[待办事项]:
1. 砂组厚度统计代码会给每个层厚打印几项统计结果。把这些统计项的中文名称全部列出来。
2. 请照抄砂组厚度统计代码中的一段，从“## 试着统计一下每口井的各个大层（砂组）的厚度”开始，一直到“print(data_well.head())”为止。

[所给原文]:
● ● ● ● ●
## 试着统计一下每口井的各个大层（砂组）的厚度


In [None]:
import numpy as np
import pandas as pd

# 读取处理后的数据
file_well = "../data/well_horizon_processed.xlsx"
data_well = pd.read_excel(file_well)

print("数据形状：", data_well.shape)
print("数据前5行：")
print(data_well.head())

# 定义列名
well_column = "Well"
surface_column = "Surface"
md_column = "MD"

# 定义砂组层序（从上到下）
sand_groups = [
    "H1-1",
    "H2-1",
    "H3Ding(23D)",
    "H4ding(34D)",
    "H5ding",
    "H6ding(53D)",
    "H7ding(63D)",
    "H8ding(72D)",
    "P0(H83D)",
]

print(f"\n砂组层序（从上到下）：")
for i, sg in enumerate(sand_groups, 1):
    print(f"  {i}. {sg}")

# 筛选出包含这些层位的数据
data_filtered = data_well[data_well[surface_column].isin(sand_groups)].copy()
print(f"\n筛选后数据: {len(data_filtered)} 行")

# 获取所有井名
wells = sorted(data_filtered[well_column].unique())
print(f"共有 {len(wells)} 口井")

# 初始化结果列表
results = []

# 对每口井进行处理
for well in wells:
    well_data = data_filtered[data_filtered[well_column] == well].copy()

    # 创建一个字典存储每个层位的MD值
    surface_md = {}
    for _, row in well_data.iterrows():
        surface_md[row[surface_column]] = row[md_column]

    # 计算相邻层位之间的厚度
    result_row = {"Well": well}

    for i in range(len(sand_groups) - 1):
        upper_surface = sand_groups[i]
        lower_surface = sand_groups[i + 1]

        # 层厚名称：H1表示H1-1到H2-1之间的厚度
        thickness_name = f"H{i + 1}层厚"

        # 如果两个层位都存在，计算厚度
        if upper_surface in surface_md and lower_surface in surface_md:
            thickness = surface_md[lower_surface] - surface_md[upper_surface]
            result_row[thickness_name] = thickness
        else:
            result_row[thickness_name] = np.nan

    results.append(result_row)

# 创建结果DataFrame
df_thickness = pd.DataFrame(results)

# 显示统计信息
print(f"\n=== 砂组厚度统计结果 ===")
print(f"结果数据形状: {df_thickness.shape}")
print(f"\n前5口井的统计结果:")
print(df_thickness.head())

# 统计每个层厚的基本信息
print(f"\n各层厚度统计:")
thickness_columns = [col for col in df_thickness.columns if "层厚" in col]
for col in thickness_columns:
    valid_count = df_thickness[col].notna().sum()
    if valid_count > 0:
        stats = df_thickness[col].describe()
        print(f"\n{col}:")
        print(f"  有效数据: {valid_count}/{len(df_thickness)} 口井 ({valid_count / len(df_thickness) * 100:.1f}%)")
        print(f"  平均值: {stats['mean']:.2f} m")
        print(f"  中位数: {stats['50%']:.2f} m")
        print(f"  最小值: {stats['min']:.2f} m")
        print(f"  最大值: {stats['max']:.2f} m")
● ● ● ● ●
[提取条目]:
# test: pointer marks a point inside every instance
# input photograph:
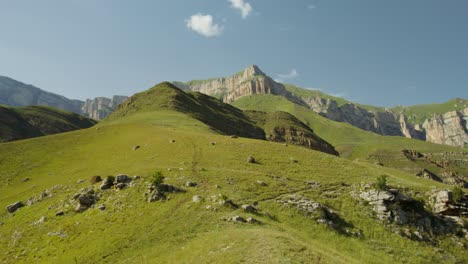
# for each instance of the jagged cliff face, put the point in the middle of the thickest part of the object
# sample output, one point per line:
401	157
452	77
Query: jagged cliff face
447	129
101	107
14	93
450	128
249	82
381	122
● ● ● ● ●
[任务解答]:
1. 有效数据、平均值、中位数、最小值、最大值

2.
## 试着统计一下每口井的各个大层（砂组）的厚度


In [None]:
import numpy as np
import pandas as pd

# 读取处理后的数据
file_well = "../data/well_horizon_processed.xlsx"
data_well = pd.read_excel(file_well)

print("数据形状：", data_well.shape)
print("数据前5行：")
print(data_well.head())